Work required — Give the lines of the listing below from the line holding "the snow-covered spruce tree" through the line holding "Target: articulated bus", both included, as a Markdown table with columns named No. and Text, putting the row number under No. and the line under Text. Leave out blank lines and pictures.

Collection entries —
◆ ◆ ◆

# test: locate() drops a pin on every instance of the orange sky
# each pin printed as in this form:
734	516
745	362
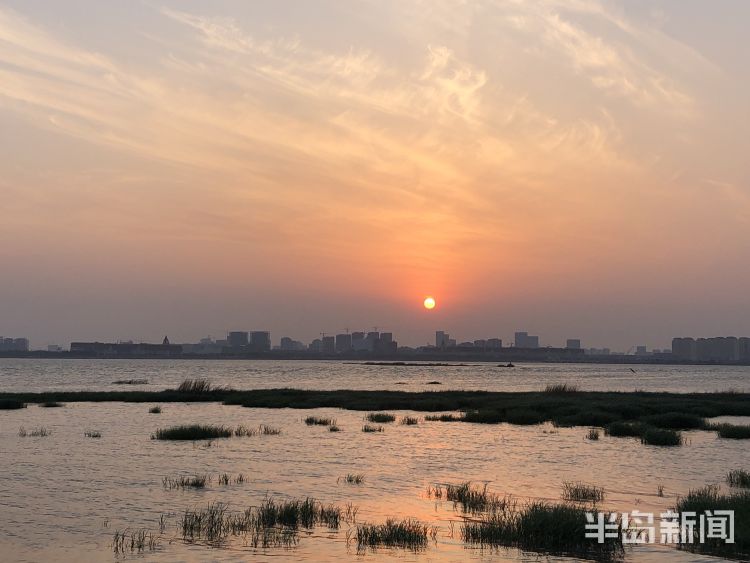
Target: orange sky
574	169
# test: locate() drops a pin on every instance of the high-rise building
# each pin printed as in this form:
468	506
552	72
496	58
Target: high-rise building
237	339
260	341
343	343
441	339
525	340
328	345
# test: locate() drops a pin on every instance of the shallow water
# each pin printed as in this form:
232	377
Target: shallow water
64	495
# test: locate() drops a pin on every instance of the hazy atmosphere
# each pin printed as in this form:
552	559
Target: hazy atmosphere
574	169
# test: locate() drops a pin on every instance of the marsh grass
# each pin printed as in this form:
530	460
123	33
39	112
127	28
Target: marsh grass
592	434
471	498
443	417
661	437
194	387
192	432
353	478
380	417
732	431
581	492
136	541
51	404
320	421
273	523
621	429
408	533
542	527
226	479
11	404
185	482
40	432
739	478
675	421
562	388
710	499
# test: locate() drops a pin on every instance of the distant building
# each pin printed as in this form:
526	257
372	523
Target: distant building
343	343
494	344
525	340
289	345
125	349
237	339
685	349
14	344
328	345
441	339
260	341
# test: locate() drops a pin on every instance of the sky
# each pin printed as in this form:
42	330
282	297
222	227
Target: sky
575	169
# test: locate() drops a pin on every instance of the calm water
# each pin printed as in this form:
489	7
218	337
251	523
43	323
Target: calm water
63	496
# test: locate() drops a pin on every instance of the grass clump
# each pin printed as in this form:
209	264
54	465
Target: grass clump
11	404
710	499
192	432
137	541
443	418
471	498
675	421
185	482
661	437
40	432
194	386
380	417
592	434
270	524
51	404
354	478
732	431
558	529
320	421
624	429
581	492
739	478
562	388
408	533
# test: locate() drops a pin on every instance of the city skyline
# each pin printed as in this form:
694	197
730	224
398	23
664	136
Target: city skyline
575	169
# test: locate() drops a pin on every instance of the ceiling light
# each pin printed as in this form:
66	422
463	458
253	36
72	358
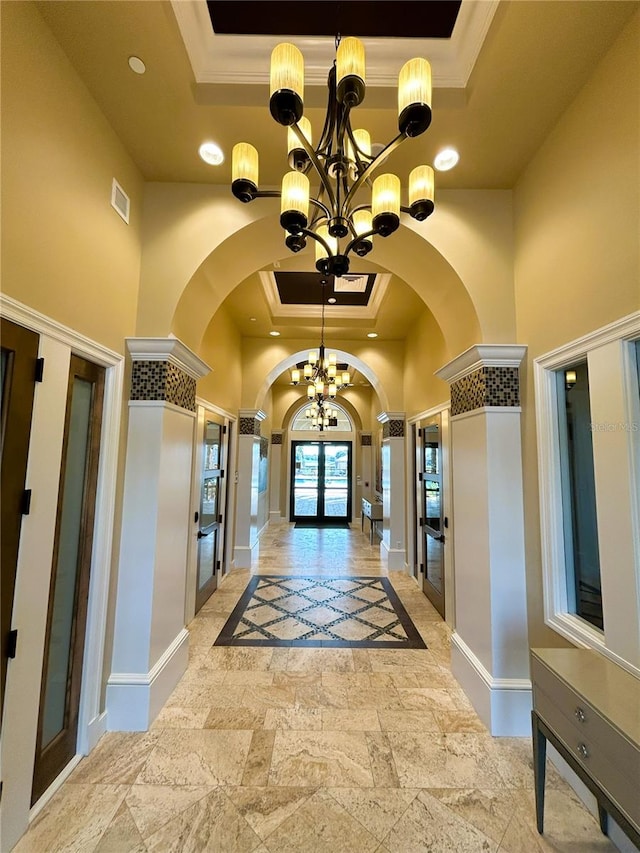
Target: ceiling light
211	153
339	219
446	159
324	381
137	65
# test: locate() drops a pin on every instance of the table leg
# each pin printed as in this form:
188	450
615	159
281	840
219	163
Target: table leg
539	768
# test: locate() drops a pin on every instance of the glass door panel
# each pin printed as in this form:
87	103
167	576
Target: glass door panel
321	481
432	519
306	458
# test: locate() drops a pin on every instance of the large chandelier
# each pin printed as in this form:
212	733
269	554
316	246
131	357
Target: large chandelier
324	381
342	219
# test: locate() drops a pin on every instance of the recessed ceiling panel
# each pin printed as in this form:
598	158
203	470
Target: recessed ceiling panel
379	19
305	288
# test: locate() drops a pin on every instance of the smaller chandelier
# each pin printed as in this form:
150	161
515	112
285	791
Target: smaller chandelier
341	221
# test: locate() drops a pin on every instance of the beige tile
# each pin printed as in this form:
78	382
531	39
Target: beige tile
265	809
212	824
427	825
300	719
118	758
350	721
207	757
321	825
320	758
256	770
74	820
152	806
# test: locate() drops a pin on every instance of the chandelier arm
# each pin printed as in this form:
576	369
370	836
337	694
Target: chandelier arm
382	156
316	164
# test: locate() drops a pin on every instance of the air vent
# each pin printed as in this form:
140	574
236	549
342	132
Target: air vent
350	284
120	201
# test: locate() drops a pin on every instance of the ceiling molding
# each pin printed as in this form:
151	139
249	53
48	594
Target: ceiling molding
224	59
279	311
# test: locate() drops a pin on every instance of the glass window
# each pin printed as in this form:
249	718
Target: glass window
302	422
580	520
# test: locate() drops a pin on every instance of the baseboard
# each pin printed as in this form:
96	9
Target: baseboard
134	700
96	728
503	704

◆ ◆ ◆

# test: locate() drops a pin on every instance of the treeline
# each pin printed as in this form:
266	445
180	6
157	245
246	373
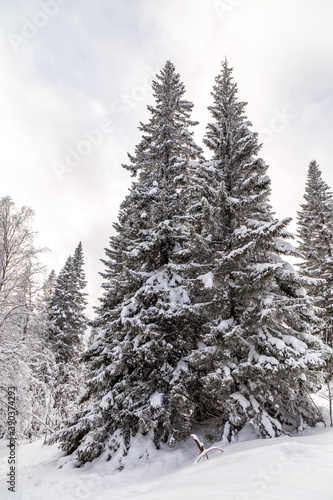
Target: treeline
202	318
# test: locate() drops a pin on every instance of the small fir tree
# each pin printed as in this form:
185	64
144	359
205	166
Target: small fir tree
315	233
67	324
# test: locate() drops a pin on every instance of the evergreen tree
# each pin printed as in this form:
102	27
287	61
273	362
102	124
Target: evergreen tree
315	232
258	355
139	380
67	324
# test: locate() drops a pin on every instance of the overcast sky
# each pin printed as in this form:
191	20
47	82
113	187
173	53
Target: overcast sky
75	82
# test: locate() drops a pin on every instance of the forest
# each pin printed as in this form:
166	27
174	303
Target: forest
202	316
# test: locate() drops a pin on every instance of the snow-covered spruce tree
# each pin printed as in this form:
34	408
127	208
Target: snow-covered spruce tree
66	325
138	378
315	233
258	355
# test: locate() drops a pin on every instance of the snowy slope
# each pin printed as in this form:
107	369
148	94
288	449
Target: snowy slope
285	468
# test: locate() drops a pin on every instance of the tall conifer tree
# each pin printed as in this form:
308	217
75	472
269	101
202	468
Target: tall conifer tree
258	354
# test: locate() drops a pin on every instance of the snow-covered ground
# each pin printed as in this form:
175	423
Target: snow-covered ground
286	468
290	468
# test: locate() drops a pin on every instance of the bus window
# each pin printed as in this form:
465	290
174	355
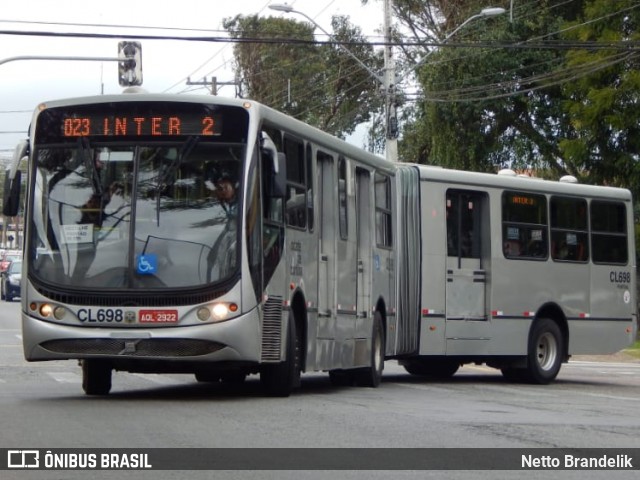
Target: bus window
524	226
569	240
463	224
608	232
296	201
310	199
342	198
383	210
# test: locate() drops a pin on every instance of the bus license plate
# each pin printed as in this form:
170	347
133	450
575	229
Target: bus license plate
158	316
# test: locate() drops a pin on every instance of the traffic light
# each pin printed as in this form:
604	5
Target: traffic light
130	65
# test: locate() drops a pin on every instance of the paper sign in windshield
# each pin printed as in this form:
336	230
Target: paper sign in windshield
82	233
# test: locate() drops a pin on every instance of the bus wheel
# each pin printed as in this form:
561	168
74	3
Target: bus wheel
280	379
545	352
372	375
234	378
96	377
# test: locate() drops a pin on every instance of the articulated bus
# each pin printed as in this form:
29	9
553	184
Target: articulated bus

◆ ◆ ◆

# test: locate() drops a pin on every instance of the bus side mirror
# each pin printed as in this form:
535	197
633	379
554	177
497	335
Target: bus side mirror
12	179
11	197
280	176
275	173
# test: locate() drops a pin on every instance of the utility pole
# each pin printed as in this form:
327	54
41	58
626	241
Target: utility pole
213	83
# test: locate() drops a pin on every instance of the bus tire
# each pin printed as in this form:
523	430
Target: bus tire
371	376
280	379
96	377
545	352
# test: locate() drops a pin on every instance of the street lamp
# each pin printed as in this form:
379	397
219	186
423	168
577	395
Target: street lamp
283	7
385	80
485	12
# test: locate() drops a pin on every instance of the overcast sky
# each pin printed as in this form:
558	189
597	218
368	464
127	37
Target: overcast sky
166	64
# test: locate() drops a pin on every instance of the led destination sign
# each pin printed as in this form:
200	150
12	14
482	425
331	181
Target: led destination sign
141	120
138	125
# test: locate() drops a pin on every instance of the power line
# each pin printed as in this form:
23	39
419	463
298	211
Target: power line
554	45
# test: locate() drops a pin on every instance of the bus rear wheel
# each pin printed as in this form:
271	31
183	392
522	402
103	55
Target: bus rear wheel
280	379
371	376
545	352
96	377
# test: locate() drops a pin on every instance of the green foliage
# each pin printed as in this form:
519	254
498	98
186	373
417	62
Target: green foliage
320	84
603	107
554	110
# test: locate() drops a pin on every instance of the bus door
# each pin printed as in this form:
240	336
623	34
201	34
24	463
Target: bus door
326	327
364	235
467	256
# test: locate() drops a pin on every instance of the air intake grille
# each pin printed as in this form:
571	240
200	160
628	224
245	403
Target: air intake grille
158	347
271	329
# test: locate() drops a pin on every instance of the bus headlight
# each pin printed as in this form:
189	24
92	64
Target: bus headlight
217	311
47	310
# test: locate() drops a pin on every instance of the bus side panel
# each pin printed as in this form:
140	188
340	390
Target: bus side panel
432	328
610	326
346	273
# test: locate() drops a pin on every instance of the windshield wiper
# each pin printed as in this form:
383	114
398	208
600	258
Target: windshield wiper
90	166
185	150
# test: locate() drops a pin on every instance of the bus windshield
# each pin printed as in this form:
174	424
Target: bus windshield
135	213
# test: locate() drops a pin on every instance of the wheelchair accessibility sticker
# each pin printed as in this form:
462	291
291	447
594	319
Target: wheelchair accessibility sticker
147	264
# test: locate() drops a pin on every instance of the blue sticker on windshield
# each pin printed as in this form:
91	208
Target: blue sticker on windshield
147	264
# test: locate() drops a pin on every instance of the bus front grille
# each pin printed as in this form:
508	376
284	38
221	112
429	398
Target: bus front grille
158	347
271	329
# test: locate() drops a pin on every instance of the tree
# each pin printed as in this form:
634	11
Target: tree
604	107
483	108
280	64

◆ ◆ ◆

Solved exercise —
| No. | Text |
|---|---|
| 1 | # test: locate() drops a pin on every instance of the snow-covered spruce tree |
| 2 | # each pin printed as in this form: |
| 3 | 34	408 |
| 4 | 127	208 |
| 5 | Target: snow-covered spruce tree |
| 6 | 66	325 |
| 7 | 138	378 |
| 8 | 315	233 |
| 9 | 258	355 |
| 10 | # test: locate() drops a pin on every instance of the snowy slope |
| 11 | # each pin printed as in this form: |
| 12 | 107	369 |
| 13 | 148	94 |
| 14 | 288	449 |
| 15 | Target: snowy slope |
| 16 | 285	468 |
| 17 | # test: locate() drops a pin on every instance of the tall conifer tree |
| 18 | # each pin printed as in this form: |
| 19 | 308	217 |
| 20 | 75	472 |
| 21 | 269	101 |
| 22 | 202	468 |
| 23 | Target: tall conifer tree |
| 24 | 258	354 |
| 25 | # test: locate() drops a pin on every instance of the snow-covered ground |
| 26 | # each pin printed as in this form: |
| 27 | 175	423 |
| 28 | Target: snow-covered ground |
| 29 | 286	468 |
| 30 | 290	468 |
| 31 | # test: locate() drops a pin on every instance of the bus window |
| 32 | # each pin printed as in this form: |
| 33 | 465	290 |
| 34 | 174	355 |
| 35 | Target: bus window |
| 36 | 524	226 |
| 37 | 569	240 |
| 38 | 463	224 |
| 39 | 608	232 |
| 40 | 296	201 |
| 41 | 310	199 |
| 42 | 342	198 |
| 43 | 383	210 |
| 44 | # test: locate() drops a pin on every instance of the bus license plate |
| 45 | # each pin printed as in this form: |
| 46 | 170	347 |
| 47 | 133	450 |
| 48 | 575	229 |
| 49 | Target: bus license plate |
| 50 | 158	316 |
| 51 | # test: locate() drops a pin on every instance of the traffic light |
| 52 | # each pin printed as in this form: |
| 53 | 604	5 |
| 54 | Target: traffic light |
| 55 | 130	65 |
| 56 | # test: locate() drops a pin on every instance of the paper sign in windshield |
| 57 | # each pin printed as in this form: |
| 58 | 336	230 |
| 59 | Target: paper sign in windshield |
| 60 | 82	233 |
| 61 | # test: locate() drops a pin on every instance of the bus wheel |
| 62 | # each pin printed as in this form: |
| 63 | 561	168 |
| 64 | 74	3 |
| 65 | Target: bus wheel |
| 66 | 280	379 |
| 67 | 545	352 |
| 68 | 372	375 |
| 69 | 234	378 |
| 70 | 96	377 |
| 71 | # test: locate() drops a pin on every instance of the articulated bus |
| 72 | # each pin printed as in this form: |
| 73 | 29	9 |
| 74 | 553	184 |
| 75 | Target: articulated bus |